____ Material for this exercise

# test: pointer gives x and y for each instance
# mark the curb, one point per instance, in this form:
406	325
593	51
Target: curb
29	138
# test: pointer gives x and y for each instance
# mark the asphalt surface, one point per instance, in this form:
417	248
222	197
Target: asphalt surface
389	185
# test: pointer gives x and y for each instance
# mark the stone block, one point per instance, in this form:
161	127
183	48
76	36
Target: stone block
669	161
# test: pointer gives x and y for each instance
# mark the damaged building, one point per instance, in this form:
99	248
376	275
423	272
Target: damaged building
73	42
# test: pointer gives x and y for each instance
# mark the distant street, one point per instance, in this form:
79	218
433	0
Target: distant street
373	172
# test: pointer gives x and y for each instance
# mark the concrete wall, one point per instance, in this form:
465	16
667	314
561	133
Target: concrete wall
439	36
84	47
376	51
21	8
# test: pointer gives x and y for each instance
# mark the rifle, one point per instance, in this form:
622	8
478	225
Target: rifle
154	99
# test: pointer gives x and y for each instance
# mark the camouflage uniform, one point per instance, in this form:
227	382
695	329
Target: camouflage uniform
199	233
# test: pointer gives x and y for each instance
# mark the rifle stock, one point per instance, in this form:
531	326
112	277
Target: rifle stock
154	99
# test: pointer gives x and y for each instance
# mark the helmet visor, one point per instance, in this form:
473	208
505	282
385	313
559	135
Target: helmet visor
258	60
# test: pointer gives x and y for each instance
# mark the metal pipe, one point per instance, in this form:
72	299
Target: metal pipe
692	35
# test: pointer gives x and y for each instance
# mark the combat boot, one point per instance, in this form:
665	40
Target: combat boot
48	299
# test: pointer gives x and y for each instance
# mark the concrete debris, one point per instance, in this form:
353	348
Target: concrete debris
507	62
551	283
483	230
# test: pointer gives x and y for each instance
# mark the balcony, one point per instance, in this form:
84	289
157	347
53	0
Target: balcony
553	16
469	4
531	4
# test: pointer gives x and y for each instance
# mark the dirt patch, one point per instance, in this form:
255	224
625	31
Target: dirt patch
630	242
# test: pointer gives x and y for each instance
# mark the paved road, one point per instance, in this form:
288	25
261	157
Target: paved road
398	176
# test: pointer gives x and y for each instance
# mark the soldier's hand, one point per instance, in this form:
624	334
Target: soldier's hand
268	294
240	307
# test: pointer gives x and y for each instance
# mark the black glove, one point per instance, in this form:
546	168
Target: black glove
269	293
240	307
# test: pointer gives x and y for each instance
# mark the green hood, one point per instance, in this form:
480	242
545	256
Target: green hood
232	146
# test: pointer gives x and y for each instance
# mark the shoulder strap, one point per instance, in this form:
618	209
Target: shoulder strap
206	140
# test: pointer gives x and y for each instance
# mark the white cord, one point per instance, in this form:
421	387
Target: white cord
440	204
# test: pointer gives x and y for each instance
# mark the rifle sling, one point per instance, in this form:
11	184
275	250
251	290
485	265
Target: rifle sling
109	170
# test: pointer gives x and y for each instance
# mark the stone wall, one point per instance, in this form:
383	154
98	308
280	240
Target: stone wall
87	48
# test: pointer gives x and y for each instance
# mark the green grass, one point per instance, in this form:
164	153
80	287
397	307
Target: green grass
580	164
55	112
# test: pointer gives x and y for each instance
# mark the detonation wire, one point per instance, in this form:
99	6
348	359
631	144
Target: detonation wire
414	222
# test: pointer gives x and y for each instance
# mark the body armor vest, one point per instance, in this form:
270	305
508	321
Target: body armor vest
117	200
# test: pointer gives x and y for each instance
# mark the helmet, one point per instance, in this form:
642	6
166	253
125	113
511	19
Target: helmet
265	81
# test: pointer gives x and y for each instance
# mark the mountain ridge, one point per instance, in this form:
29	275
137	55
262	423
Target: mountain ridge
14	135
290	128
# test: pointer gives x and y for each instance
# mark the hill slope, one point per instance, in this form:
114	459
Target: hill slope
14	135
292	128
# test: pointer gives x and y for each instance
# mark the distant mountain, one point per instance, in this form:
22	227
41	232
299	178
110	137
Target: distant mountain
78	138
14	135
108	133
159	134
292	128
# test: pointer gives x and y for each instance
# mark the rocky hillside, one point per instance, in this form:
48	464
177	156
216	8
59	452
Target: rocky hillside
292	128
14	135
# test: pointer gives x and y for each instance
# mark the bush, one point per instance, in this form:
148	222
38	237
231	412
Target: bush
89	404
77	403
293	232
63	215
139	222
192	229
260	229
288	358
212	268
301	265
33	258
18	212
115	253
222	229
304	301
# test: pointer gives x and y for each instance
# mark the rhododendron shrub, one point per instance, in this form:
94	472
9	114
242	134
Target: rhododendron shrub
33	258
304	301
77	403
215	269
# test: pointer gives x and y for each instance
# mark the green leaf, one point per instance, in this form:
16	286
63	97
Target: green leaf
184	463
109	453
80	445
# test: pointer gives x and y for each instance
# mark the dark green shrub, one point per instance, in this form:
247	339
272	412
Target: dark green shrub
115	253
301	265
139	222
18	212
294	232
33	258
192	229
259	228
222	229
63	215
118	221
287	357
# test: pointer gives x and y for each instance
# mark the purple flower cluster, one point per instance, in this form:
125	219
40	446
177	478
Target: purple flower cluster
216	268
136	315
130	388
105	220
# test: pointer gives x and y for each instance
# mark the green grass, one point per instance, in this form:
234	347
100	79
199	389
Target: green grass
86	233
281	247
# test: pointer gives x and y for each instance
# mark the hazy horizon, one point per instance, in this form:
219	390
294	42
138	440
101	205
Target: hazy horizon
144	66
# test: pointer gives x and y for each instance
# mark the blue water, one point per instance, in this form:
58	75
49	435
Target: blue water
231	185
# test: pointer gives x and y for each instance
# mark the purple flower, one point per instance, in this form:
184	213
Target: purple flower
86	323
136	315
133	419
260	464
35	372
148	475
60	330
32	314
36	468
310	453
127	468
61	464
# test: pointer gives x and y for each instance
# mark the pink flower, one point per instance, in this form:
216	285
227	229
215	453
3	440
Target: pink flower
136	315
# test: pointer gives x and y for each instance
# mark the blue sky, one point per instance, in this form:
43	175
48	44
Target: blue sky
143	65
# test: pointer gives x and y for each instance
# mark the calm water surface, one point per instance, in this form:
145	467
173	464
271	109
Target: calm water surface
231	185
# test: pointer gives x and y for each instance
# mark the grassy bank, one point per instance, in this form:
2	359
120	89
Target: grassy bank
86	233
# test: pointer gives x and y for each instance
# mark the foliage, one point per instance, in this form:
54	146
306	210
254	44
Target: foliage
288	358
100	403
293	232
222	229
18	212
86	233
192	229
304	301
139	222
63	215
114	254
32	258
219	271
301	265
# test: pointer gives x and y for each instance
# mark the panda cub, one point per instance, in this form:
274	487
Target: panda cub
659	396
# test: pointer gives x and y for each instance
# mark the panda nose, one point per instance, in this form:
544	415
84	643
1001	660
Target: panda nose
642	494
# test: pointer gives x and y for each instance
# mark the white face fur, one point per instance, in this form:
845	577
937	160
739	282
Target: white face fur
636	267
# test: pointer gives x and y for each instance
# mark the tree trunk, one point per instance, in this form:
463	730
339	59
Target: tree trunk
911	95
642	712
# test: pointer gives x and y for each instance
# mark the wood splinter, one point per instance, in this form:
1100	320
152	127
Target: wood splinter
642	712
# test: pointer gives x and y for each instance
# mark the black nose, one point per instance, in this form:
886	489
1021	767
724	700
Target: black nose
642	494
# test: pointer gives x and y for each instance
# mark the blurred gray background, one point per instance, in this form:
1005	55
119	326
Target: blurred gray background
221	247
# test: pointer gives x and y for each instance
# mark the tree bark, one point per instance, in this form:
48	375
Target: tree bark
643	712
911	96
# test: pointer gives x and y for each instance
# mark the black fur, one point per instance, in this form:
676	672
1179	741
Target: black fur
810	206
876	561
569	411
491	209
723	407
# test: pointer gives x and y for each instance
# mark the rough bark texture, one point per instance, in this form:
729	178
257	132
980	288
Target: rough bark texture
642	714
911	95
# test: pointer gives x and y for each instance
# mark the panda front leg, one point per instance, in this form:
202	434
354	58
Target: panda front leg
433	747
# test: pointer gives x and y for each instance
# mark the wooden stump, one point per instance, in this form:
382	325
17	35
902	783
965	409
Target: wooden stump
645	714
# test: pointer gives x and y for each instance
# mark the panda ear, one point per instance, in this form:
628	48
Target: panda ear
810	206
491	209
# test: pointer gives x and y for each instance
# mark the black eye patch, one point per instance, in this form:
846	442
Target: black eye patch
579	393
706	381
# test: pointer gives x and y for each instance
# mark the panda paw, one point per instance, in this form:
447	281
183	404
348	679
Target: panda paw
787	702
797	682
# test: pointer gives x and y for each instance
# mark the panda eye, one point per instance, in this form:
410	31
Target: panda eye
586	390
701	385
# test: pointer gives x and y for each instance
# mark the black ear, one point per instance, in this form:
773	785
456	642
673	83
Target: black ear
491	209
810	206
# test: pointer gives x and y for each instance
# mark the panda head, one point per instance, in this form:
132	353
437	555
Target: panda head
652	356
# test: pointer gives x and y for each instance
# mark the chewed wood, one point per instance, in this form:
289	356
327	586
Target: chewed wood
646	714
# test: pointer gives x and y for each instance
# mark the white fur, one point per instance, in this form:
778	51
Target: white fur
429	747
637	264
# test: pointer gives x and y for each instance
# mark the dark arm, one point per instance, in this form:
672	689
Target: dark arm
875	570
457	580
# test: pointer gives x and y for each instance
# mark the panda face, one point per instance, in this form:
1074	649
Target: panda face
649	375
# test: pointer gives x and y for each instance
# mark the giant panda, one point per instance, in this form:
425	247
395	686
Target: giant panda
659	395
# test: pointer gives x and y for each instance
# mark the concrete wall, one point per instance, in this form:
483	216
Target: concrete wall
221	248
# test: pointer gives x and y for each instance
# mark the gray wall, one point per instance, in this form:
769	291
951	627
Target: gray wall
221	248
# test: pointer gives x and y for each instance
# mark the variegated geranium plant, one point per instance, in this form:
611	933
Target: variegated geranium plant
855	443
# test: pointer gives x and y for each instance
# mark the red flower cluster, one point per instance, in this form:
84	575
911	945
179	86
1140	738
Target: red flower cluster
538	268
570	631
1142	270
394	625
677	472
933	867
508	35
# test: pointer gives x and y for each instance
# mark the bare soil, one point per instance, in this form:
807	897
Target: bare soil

________

The request: From the items above, pull out every line containing the string "uniform". Case counts.

Solution to the exercise:
# mark the camouflage uniform, one point per instance, in this form:
Target: camouflage uniform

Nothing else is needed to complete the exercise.